* **REQUIREMENTS**:
Recast all of the data below as a Markdown table with the columns Row and Line. Give each line its own row number and omit any blank lines.

* **Point placement data**:

---------------

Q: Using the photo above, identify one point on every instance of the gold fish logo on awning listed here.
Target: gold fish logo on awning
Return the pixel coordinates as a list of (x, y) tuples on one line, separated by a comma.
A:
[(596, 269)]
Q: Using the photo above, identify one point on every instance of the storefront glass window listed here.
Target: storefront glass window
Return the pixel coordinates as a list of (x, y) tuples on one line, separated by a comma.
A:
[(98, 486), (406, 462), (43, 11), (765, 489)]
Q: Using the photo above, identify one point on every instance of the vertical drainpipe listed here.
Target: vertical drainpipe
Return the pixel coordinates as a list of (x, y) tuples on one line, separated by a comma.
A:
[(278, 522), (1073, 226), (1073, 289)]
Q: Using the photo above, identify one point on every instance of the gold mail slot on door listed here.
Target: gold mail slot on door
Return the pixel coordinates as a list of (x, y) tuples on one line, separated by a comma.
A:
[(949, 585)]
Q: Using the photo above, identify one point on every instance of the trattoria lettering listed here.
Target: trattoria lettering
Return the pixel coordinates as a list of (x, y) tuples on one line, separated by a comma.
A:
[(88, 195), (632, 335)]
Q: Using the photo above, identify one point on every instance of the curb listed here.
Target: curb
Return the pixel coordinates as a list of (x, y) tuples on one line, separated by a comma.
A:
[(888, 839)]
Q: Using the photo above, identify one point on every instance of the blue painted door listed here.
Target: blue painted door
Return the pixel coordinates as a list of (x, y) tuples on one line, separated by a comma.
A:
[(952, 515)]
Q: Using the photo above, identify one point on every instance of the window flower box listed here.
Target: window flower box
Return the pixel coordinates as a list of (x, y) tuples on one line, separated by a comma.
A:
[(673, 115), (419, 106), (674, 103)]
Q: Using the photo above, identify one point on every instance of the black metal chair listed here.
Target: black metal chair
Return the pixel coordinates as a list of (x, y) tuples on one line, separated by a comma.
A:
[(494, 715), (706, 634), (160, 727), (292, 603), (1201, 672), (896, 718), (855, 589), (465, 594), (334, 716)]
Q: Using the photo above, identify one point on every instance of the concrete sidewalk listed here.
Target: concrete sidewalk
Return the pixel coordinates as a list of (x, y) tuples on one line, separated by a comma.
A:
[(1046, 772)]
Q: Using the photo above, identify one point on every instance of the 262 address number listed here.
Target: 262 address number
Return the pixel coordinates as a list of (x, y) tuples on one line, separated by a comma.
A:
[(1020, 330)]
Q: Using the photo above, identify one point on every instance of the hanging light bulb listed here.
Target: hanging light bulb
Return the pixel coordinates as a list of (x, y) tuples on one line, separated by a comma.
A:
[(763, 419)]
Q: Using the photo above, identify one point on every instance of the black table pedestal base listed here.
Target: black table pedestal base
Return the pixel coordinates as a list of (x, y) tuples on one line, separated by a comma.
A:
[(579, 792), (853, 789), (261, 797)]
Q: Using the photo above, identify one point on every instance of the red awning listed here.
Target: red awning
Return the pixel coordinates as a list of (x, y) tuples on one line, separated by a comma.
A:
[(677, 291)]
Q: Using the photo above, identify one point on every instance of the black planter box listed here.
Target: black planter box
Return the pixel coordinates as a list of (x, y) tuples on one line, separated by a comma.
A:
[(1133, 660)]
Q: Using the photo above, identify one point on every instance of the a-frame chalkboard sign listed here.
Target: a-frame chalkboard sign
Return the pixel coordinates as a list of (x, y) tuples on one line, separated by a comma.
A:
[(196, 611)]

---------------

* **RIGHT ANSWER**:
| Row | Line |
|---|---|
| 1 | Q: Using the photo above, identify one point on every instance of the gold fish logo on awning listed here. |
| 2 | Target: gold fish logo on awning |
| 3 | Return the pixel coordinates as a list of (x, y) tuples on one line, separated by a comma. |
| 4 | A: |
| 5 | [(596, 269)] |
| 6 | Q: Using the photo above, identify one point on every instance of the storefront glass window listed here. |
| 7 | Target: storefront glass window |
| 8 | Return the pixel coordinates as a list of (x, y) tuples on one line, separated by a comma. |
| 9 | A: |
| 10 | [(98, 486), (406, 462), (43, 11), (765, 489)] |
| 11 | Q: Using the photo above, identify one point on every instance of the vertical drainpipe listed here. |
| 12 | Target: vertical drainpipe |
| 13 | Return the pixel coordinates as a list of (x, y) tuples on one line, separated by a comma. |
| 14 | A: |
| 15 | [(278, 522), (1073, 226), (1073, 289)] |
| 16 | Q: Using the photo above, identify one point on every instance of the gold mail slot on door listed here. |
| 17 | Target: gold mail slot on door |
| 18 | Return the pixel coordinates as a list of (x, y) tuples on one line, separated by a comma. |
| 19 | A: |
| 20 | [(949, 585)] |
| 21 | Q: Using the photo above, identify one point on every instance of the trattoria lettering listed here. |
| 22 | Target: trattoria lettering |
| 23 | Return the pixel coordinates as a list of (x, y) tuples on one line, separated by a comma. |
| 24 | A: |
| 25 | [(88, 195), (632, 335)] |
| 26 | Q: Using the photo above, identify one point on every instance of the curb listed here. |
| 27 | Target: curb |
| 28 | Return the pixel coordinates as a list of (x, y) tuples on one line, separated by a comma. |
| 29 | A: |
| 30 | [(888, 839)] |
| 31 | Q: Using the photo above, identify one point on every instance of the blue painted door listed here. |
| 32 | Target: blue painted door |
| 33 | Return the pixel coordinates as a list of (x, y) tuples on one line, separated by a comma. |
| 34 | A: |
| 35 | [(952, 515)] |
| 36 | Q: Using the photo above, identify one point on every instance of the window flower box listed here. |
| 37 | Target: window flower box |
| 38 | Return the pixel coordinates as a list of (x, y) tuples on one line, separated by a comma. |
| 39 | A: |
| 40 | [(673, 115), (419, 106), (674, 103)] |
| 41 | Q: Using the photo above, identify one point on every instance of the black metal chair listed here. |
| 42 | Target: black metal chair |
| 43 | Return the pixel coordinates as a list of (x, y) tuples on one line, separated by a comma. |
| 44 | A: |
| 45 | [(494, 715), (706, 634), (160, 727), (292, 603), (1201, 672), (896, 718), (855, 589), (465, 594), (334, 716)] |
| 46 | Q: Using the photo above, identify one point on every instance of the concrete sidewalk listed here. |
| 47 | Target: concrete sidewalk |
| 48 | Return the pixel coordinates as a list of (x, y) tuples on one line, separated by a comma. |
| 49 | A: |
| 50 | [(1046, 772)] |
| 51 | Q: Using the photo above, identify one point on every instance of the 262 address number listed here. |
| 52 | Target: 262 address number |
| 53 | Return the pixel coordinates as a list of (x, y) tuples on one line, separated by a comma. |
| 54 | A: |
| 55 | [(1020, 330)] |
| 56 | Q: Using the photo above, identify one point on every instance of the hanging light bulb listed here. |
| 57 | Target: hanging light bulb |
| 58 | Return the pixel coordinates as a list of (x, y) tuples on one line, separated by a comma. |
| 59 | A: |
| 60 | [(763, 419)] |
| 61 | Q: Using the photo above, identify one point on every instance of the black table pedestal base listed here. |
| 62 | Target: black table pedestal base |
| 63 | Return the pixel coordinates as a list of (x, y) tuples on one line, separated by a comma. |
| 64 | A: |
| 65 | [(579, 792), (853, 789), (261, 797)] |
| 66 | Q: Using the photo above, identify one point on every instance of the red awning listed here. |
| 67 | Target: red awning |
| 68 | Return the pixel coordinates as a list of (x, y) tuples on one line, separated by a comma. |
| 69 | A: |
| 70 | [(677, 291)] |
| 71 | Q: Using the photo above, identify one point on every instance of the black planter box listed here. |
| 72 | Target: black planter box |
| 73 | Return the pixel coordinates as a list of (x, y) tuples on one line, separated by a comma. |
| 74 | A: |
| 75 | [(1133, 660)] |
| 76 | Q: Using the photo above, identify one point on every instance of the a-frame chalkboard sign listed here. |
| 77 | Target: a-frame chalkboard sign |
| 78 | Return the pixel coordinates as a list of (x, y) tuples on one line, separated by a comma. |
| 79 | A: |
| 80 | [(196, 611)] |